_DESCRIPTION OF THE TASK:_
The entries below should be repeated exactly, with no pictures carried over.

STUDY MATERIAL below:

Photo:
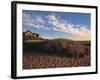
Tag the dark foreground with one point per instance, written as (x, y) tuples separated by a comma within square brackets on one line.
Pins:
[(37, 56)]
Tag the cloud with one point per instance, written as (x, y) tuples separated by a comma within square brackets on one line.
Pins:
[(77, 32)]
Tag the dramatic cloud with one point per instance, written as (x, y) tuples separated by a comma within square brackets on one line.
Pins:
[(77, 32)]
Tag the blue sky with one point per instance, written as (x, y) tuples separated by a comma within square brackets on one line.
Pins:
[(68, 25)]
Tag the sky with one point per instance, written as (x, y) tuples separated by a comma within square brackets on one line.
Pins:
[(51, 25)]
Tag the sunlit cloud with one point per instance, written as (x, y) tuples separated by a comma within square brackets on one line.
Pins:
[(77, 32)]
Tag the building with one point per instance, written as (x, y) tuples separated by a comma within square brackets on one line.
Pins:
[(28, 35)]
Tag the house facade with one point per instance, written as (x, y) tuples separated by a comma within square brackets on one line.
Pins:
[(28, 35)]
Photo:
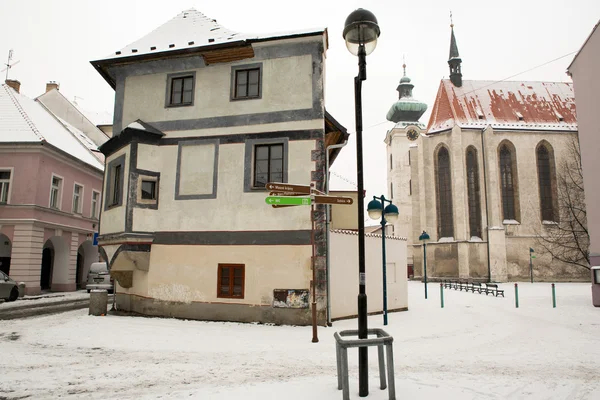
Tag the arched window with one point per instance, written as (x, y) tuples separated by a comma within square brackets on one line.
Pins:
[(507, 183), (545, 172), (474, 197), (444, 189)]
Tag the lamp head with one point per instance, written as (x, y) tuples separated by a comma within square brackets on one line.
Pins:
[(361, 29), (391, 213), (374, 208)]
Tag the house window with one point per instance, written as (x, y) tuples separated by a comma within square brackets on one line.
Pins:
[(55, 192), (444, 189), (77, 195), (545, 179), (180, 90), (473, 193), (4, 185), (115, 185), (95, 199), (268, 164), (231, 281), (148, 190), (507, 183), (247, 83)]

End of STUDY MATERIAL.

_REPLY:_
Photo:
Tag the dark foreground with one point per instance, written as (x, y) tuples separated by a comma within square brackets on one line.
Pins:
[(37, 56)]
Tag the cloud with one point per instance, written as (x, y) tuples separated by a comma within square brackets on one line.
Pins:
[(77, 32)]
Tag the dramatic cloud with one point per instance, written as (x, y) tuples separated by a comma within square brackets on one line.
Pins:
[(77, 32)]
Tag the blue sky with one point per instance, written as (x, y) tuples separated by a comma within square brackets on one line.
Pins:
[(68, 25)]
Tag the sky with one point per instance, written as (x, y) tuples separated by a comma within square brackets on one line.
Pins:
[(51, 25)]
Tag the sunlit cloud with one point per instance, written as (x, y) tuples separated by a comma within square brackets on one line.
Pins:
[(77, 32)]
Tag the building with one point per instance, written as (x, y) tuples separated by a comma within square brackets on one line.
Pins:
[(28, 35)]
Tag the house facade with one point per instance, written as (x, y) tuples separated by a comma within square brackets on one line.
Pins:
[(28, 35)]
Photo:
Tag the arched window with one point per instance, written as (x, y) tuples separated by a comma within square brackets on one line.
Pins:
[(507, 183), (545, 172), (474, 197), (444, 189)]
Tag the lamp head with one point per instance, written as (x, y) tuples separated by a comma within square brackets on one line.
Pins:
[(361, 29), (391, 213), (374, 208)]
Tag the house window with one point per instance, written as (x, y) tuples separated by a comma within square brackets on one line.
Pins:
[(55, 192), (444, 189), (77, 195), (545, 179), (180, 90), (473, 193), (4, 185), (115, 185), (95, 199), (268, 164), (231, 281), (148, 190), (507, 183), (247, 83)]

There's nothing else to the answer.